Yes, it absolutely is. With Un-mothering I explore family history, female lineage and separation. The project questions the intense patriarchal expectations that women face as mothers and nurtures, and how it influences their rights to their own bodies and desires.
Within this context, I aim to reimagine and reconstruct a family archive aimed at healing, in commemoration and recognition of the living female bodies and the female bodies that came before me.
Un-mothering is my main project at the moment. Inspired by the French philosopher Anne Dufourmantelle’s work and by my own psychotherapy (focused on the mother-child relationship), I use found photos that are reminiscent of my family archive lost during the Iranian revolution and the following war. I draw on family narratives, and the vernacular language that emerges through talk therapy to explore notions of female lineage, belonging and separation.
My relationship with my own mother did impact or kickstart the project. Maybe that is why I was so moved by Dufourmantelle’s La Sauvagerie maternelle (maternal savagery).
The art world seems to be preoccupied with identity politics right now, especially for those working in places that are different from where they were born. Do you feel a pressure to acknowledge and confront your roots within your work?
Artists of marginalized backgrounds are expected to narrate and reproduce themselves in terms of their genders, identities, pasts, political status and worthiness. So, I am interested in asking: What prejudices are sustained when art is judged based on the identity of the artist? How would we see art differently if we began by accepting the artist as a subject whose identity is not presumed?

## [REQUIRED ACTION A]
According to the interview excerpt, what happened to the speaker's family archive?
## [REQUIRED ACTION B]
Rewrite the paragraph of the interview excerpt that begins "Un-mothering is my main project" as a brief bulleted list that keeps its main facts.
Use only the interview excerpt to complete each task.

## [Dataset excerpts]

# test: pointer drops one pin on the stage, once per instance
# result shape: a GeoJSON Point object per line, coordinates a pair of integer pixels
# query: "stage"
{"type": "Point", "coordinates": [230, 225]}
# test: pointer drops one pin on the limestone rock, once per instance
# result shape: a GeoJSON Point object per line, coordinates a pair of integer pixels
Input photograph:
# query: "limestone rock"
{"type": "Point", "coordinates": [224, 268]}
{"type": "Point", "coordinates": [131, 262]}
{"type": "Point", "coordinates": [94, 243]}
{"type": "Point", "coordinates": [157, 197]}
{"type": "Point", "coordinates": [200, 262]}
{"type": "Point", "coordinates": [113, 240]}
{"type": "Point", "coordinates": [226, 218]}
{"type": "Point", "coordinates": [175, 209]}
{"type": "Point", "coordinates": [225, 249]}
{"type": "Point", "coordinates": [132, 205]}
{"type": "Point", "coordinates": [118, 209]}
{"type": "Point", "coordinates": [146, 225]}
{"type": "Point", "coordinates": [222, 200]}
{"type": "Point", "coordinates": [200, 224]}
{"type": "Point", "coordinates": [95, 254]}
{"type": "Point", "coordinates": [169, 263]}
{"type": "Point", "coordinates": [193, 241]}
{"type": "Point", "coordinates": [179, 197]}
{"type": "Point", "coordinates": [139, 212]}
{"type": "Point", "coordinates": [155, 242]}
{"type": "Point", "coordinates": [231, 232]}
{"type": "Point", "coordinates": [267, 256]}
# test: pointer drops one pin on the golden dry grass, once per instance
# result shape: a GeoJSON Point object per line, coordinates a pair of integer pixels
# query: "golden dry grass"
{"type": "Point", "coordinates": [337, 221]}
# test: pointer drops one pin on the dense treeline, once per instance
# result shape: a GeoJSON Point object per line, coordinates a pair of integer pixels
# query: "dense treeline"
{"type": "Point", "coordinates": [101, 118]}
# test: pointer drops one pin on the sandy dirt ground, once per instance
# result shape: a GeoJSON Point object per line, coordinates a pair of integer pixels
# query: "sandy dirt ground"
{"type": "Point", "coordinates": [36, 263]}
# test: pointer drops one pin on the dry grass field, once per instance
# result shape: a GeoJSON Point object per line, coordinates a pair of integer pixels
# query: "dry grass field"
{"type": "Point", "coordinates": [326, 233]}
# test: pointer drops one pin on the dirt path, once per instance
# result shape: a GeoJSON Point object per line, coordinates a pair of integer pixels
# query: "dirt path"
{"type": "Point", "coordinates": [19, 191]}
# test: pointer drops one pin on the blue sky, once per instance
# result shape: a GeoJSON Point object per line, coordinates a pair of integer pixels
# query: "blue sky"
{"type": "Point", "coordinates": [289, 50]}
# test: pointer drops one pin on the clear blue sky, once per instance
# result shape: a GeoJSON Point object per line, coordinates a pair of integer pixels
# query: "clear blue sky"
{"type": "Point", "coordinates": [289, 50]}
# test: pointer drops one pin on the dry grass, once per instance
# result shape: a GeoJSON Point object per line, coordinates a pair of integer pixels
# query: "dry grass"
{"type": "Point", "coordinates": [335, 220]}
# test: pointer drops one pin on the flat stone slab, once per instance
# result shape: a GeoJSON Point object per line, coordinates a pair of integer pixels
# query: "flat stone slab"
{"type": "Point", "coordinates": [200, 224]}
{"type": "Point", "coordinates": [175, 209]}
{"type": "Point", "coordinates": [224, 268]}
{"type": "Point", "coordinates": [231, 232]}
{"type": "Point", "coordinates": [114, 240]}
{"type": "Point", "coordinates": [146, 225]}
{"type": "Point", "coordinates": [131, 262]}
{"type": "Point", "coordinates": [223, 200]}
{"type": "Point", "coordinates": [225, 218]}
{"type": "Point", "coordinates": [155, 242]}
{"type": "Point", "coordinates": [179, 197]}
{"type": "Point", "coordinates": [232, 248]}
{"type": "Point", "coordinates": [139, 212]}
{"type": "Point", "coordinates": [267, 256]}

## [YOUR RESPONSE A]
It was lost during the Iranian revolution and the war that followed.

## [YOUR RESPONSE B]
- Un-mothering is the speaker's main current project.
- It is inspired by the French philosopher Anne Dufourmantelle's work and by the speaker's own psychotherapy, which focused on the mother-child relationship.
- It uses found photos reminiscent of the speaker's family archive, which was lost during the Iranian revolution and the war that followed.
- It draws on family narratives and on the vernacular language that emerges through talk therapy.
- It explores notions of female lineage, belonging and separation.